Work to complete: Take the line containing "for every instance of the white-tipped" in the listing below and copy it, along with every line after it, without alteration.

Record set:
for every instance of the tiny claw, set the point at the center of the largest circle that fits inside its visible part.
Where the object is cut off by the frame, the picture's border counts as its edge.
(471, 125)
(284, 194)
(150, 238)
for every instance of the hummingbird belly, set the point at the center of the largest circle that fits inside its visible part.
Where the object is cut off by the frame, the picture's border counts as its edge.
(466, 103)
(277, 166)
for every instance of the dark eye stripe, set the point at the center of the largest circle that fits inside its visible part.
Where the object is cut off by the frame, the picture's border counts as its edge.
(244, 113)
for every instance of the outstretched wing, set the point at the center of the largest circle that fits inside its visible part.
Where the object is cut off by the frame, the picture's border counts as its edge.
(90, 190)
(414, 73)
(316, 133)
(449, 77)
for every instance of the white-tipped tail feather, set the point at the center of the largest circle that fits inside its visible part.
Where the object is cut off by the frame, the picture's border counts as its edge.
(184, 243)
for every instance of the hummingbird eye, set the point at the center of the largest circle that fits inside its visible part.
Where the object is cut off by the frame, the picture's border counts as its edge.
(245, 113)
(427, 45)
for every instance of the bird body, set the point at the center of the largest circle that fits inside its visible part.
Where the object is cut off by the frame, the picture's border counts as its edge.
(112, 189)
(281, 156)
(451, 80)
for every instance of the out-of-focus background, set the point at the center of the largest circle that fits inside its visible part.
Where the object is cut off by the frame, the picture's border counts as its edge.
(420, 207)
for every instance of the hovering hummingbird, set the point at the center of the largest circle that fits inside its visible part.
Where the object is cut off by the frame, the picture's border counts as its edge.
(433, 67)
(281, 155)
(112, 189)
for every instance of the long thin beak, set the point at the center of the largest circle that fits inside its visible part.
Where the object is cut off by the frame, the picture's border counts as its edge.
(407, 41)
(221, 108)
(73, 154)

Response area:
for every instance of the white-tipped tail feather, set the point at the center of the largest circle that fits inside its visible part.
Where the object is cut off by the frame, the picture's border counts as its edge.
(184, 243)
for every instance of the hummingbird eye, set the point at the center of the largest circle that fits inside its visible part.
Where the object is cut off by the frame, the picture's border counts as its edge.
(245, 113)
(427, 45)
for every instance of the bird body, set the point at the center of the largest circle that fits inside its visible part.
Where the object is cut off by the frame, the picture's border counts as its edge.
(112, 189)
(281, 156)
(451, 80)
for every instance of the out-of-focus background, set the point at the center of the largest circle that fits inside its visible part.
Where the object is cut off by the frame, the picture's border counts as its edge.
(420, 207)
for every instance of the hovering hummingbird, set the point at the center of the largest circle that fits inside its visible part.
Where the object is cut off by the frame, the picture's border counts as its edge.
(433, 67)
(281, 155)
(112, 189)
for every instance of the long thin beak, set the point at the center of the largest circle that fits inside its visible part.
Where the object is cut off by the frame, the picture's border counts as its edge.
(407, 41)
(221, 108)
(73, 154)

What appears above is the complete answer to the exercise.